● **Belge Alıntısı**
++++++++++
20080910

Sinemada Gerçeküstücülük ve Luis Buñuel






Gerçeküstücülük



 ''Alışılmış ahlaka, geleneksel hayallere, duygusalcılığa, toplumun tüm ahlaksal pisliğine karşıyım… Burjuva ahlakı, benim için ahlaksızlığın ta kendisidir; çünkü ters kurumlar üzerine kuruludur: Din, vatan, aile ve toplumun diğer temel direkleri!..''

           Bu sözler Gerçeküstücülük akımının 7.sanattaki en önemli ismi olan ünlü İspanyol yönetmen Luis Buñuel'e aittir. ''Gündüz Güzeli'' adlı filmi ile ilgili bir söyleşide dile getirmiştir...

           20. yy.'ın başlarında Avrupa'da ortaya çıkan bir sanat akımıdır Gerçeküstücülük (Sürrealizm).
++++++++++
● **Veri Listesi**
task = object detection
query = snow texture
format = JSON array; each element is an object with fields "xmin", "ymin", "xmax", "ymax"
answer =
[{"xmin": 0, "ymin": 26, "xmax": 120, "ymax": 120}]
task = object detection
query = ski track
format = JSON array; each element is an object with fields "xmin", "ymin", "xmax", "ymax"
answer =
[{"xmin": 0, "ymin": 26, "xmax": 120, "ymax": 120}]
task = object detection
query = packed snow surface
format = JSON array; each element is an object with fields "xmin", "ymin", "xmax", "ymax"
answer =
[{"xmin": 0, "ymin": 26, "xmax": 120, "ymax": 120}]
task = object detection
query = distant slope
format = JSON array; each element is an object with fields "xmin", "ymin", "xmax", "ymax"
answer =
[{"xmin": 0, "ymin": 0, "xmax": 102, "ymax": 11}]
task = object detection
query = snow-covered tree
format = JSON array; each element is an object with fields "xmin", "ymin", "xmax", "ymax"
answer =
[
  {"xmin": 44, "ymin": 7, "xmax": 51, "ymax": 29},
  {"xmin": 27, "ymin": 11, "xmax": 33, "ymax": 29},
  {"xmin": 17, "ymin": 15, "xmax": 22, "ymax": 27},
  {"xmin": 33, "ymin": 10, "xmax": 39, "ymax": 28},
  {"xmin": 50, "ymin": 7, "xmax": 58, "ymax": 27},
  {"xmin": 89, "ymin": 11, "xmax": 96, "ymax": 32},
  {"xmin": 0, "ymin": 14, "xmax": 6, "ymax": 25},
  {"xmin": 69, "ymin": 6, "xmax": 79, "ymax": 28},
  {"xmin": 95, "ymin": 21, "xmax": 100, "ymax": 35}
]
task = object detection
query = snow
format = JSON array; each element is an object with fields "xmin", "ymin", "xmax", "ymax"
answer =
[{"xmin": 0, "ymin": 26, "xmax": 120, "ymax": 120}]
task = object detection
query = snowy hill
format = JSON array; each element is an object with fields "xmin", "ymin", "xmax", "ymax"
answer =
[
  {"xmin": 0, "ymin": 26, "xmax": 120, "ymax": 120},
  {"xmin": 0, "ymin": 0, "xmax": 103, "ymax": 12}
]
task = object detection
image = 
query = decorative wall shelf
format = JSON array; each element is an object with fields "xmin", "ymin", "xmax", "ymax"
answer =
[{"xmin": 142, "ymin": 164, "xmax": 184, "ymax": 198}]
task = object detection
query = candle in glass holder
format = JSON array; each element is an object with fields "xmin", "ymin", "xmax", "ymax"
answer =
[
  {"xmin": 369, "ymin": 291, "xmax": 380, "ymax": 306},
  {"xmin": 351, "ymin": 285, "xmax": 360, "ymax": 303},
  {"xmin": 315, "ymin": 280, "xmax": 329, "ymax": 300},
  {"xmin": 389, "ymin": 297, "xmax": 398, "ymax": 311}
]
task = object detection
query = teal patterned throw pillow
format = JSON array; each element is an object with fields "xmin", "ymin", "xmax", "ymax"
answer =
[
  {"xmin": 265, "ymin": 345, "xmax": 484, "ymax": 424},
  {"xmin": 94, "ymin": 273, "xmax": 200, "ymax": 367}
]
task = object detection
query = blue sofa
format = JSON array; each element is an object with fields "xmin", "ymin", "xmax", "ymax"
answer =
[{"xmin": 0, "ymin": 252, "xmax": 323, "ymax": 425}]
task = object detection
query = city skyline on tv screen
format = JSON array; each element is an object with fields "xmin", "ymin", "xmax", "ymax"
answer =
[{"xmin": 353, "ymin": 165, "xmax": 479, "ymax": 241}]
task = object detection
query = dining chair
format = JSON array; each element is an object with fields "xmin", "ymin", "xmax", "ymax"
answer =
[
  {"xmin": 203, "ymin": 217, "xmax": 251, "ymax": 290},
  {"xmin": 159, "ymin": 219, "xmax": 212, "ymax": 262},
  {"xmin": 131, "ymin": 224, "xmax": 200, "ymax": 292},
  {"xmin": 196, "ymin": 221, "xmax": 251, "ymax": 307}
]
++++++++++
● **Görev Tanımı**
Belge alıntısına göre Luis Buñuel alıntılanan sözleri hangi filmiyle ilgili bir söyleşide söylemiştir? Materyal, belge alıntısından ayrı ve bağımsızdır.

● **Görevin Cevabı**
"Gündüz Güzeli" adlı filmiyle ilgili bir söyleşide söylemiştir.